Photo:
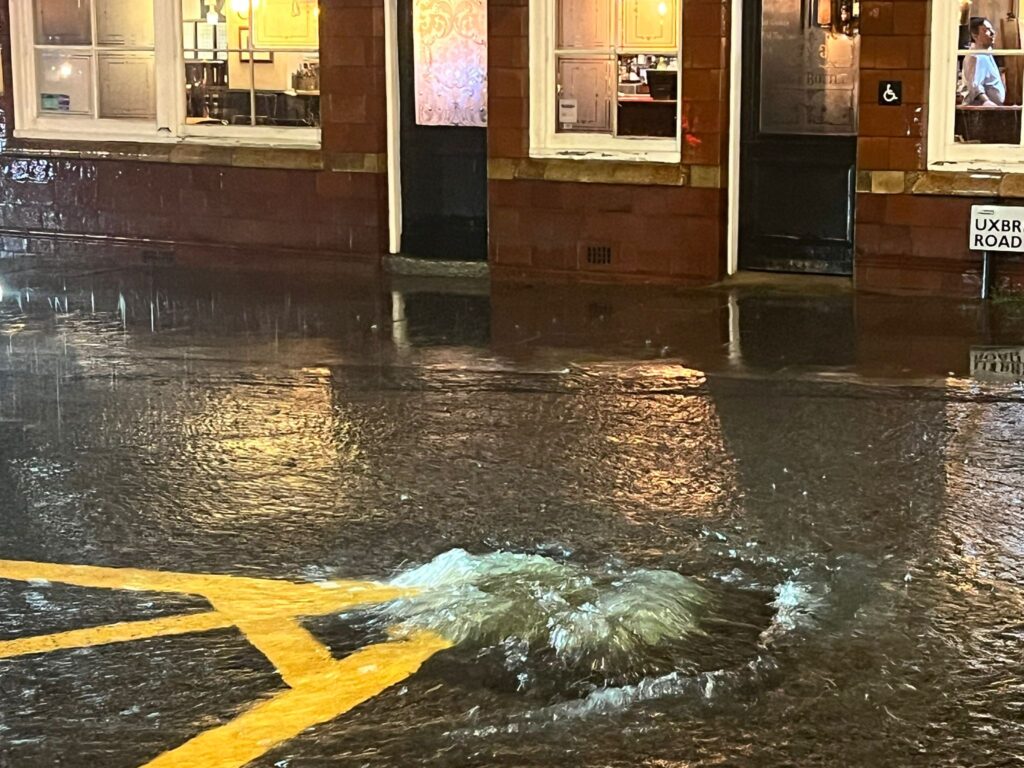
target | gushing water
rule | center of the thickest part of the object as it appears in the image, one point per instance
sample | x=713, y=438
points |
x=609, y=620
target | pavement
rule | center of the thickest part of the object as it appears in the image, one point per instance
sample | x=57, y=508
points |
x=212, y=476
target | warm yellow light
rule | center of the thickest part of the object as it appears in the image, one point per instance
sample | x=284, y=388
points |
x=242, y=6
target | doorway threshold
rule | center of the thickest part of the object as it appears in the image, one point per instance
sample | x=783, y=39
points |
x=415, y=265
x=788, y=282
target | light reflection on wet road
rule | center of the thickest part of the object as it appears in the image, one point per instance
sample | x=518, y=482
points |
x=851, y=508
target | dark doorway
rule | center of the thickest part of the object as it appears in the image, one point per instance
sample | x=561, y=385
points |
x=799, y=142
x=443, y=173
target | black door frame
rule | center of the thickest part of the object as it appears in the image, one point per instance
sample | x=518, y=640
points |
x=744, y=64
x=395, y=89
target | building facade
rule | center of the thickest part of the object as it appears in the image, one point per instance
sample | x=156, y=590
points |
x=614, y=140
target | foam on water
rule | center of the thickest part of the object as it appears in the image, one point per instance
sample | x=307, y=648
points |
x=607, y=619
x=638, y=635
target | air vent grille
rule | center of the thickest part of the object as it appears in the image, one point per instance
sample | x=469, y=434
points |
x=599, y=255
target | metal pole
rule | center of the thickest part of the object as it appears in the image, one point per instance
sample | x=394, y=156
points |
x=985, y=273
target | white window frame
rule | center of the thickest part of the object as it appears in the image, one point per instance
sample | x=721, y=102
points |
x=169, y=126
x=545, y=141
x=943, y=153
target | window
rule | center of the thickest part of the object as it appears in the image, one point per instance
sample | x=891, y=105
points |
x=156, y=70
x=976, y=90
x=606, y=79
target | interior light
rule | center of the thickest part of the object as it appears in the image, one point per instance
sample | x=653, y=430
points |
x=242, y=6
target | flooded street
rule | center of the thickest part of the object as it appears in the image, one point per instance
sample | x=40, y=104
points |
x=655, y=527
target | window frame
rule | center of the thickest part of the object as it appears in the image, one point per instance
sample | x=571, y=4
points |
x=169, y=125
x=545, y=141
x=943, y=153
-------
## Exercise description
Please show all lines from the entries that contain the word "frame".

## Your response
target | black door frame
target | white window frame
target | window frame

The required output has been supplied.